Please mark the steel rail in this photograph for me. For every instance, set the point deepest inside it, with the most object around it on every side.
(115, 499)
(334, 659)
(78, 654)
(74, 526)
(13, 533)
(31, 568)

# [What you need to do]
From the first line to the last, copy the data exactly.

# [Solution to the problem]
Please mark the steel rail in this photograph for me. For every instance, set the point deepest inside it, with the most object around it on every side.
(115, 499)
(334, 659)
(78, 654)
(74, 526)
(13, 533)
(31, 568)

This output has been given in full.